■ **What is required**: A line-by-line copy of the material below is required.

■ **Records provided**:
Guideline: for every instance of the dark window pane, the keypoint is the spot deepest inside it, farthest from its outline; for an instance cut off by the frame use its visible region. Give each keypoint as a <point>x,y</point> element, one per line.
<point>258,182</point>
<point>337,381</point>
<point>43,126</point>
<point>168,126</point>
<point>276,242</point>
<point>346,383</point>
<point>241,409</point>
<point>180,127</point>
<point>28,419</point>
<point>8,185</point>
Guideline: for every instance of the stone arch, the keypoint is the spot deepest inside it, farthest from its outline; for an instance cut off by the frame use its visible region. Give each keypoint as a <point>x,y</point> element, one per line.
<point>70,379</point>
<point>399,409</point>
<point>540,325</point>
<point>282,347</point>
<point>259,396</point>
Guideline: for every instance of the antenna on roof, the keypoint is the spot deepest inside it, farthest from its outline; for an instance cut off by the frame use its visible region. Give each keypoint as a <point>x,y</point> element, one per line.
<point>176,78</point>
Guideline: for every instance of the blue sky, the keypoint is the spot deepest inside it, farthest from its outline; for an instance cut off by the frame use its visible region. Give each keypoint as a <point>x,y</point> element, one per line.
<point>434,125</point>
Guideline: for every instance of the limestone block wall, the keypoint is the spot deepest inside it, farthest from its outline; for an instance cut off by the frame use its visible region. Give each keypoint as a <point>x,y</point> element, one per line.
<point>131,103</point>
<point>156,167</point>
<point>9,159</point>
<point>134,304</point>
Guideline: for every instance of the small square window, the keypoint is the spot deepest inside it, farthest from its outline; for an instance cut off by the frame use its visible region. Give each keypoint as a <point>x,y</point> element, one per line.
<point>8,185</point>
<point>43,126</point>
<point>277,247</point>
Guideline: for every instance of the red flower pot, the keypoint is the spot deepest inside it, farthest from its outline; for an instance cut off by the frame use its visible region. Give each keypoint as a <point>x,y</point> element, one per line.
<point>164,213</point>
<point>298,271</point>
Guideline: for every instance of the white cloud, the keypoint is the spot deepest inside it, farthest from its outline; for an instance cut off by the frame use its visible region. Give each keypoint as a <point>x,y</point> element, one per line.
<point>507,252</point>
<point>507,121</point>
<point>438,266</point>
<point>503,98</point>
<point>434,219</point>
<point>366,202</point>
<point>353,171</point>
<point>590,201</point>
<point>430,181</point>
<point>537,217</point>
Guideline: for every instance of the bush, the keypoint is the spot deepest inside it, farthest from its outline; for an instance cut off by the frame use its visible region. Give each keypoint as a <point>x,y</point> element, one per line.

■ **Solution for this problem**:
Guideline: for every instance of the dark window pane, the keypoint is the spot deepest inside it, farthest from its outline; for an instance cut off by the frame use its visible region. Give each keypoint as a <point>x,y</point> element, one per line.
<point>258,182</point>
<point>337,381</point>
<point>43,126</point>
<point>168,126</point>
<point>276,242</point>
<point>346,383</point>
<point>241,409</point>
<point>180,127</point>
<point>28,419</point>
<point>8,185</point>
Guideline: for every instance of the stone arch, the keypoint is the spot deepest inside it, farthest from its outline; for an instance cut off by the frame use its visible region. Give each keypoint as a <point>x,y</point> element, one per line.
<point>70,379</point>
<point>399,409</point>
<point>540,325</point>
<point>282,347</point>
<point>259,396</point>
Guideline: for every instance of the antenna on roof, the keypoint is the spot deepest inside it, farthest from its outline; for an instance cut off by the frame use its visible region. Give each keypoint as a <point>x,y</point> element, one per line.
<point>176,78</point>
Guideline: for every instance of the blue sky, the keypoint is the spot deepest inside it, farthest from its outline; for an instance cut off by the frame use its visible region. Give each keypoint as a <point>x,y</point> element, one per line.
<point>434,125</point>
Guideline: for every instance of the limestone block wall, the keypoint is the spot deepest inside it, farthest from its outline; for an instance cut off by the frame use its visible region. Give each keypoint as a <point>x,y</point> element, one per line.
<point>131,103</point>
<point>156,167</point>
<point>9,159</point>
<point>134,304</point>
Guideline: for every instance of the small square window, the keypoint is the spot deepest inside it, farthest from its outline; for an instance cut off by the frame use its visible region. Give each keypoint as a <point>x,y</point> element, one per line.
<point>8,185</point>
<point>43,126</point>
<point>277,247</point>
Guideline: for every instance of the red flower pot, the keypoint is the spot deepest inside it, farthest from its outline; for an instance cut off by the frame use its visible region. Give each keypoint as a <point>x,y</point> element, one per line.
<point>164,213</point>
<point>298,271</point>
Guideline: for every instance of the white cloud, the keypoint is the spot deepest inside it, farthest from its outline; for an instance cut off by the frame use its visible region. Give each keypoint as a <point>x,y</point> element, one per line.
<point>507,252</point>
<point>507,121</point>
<point>438,266</point>
<point>503,98</point>
<point>434,219</point>
<point>366,202</point>
<point>353,171</point>
<point>590,201</point>
<point>430,181</point>
<point>537,217</point>
Guideline: for every instance of the bush, the keypoint is the spot deepest inside it, farthest from its outline; for an instance cut off by the frame use its visible region. Give each keypoint as a <point>x,y</point> element, one per line.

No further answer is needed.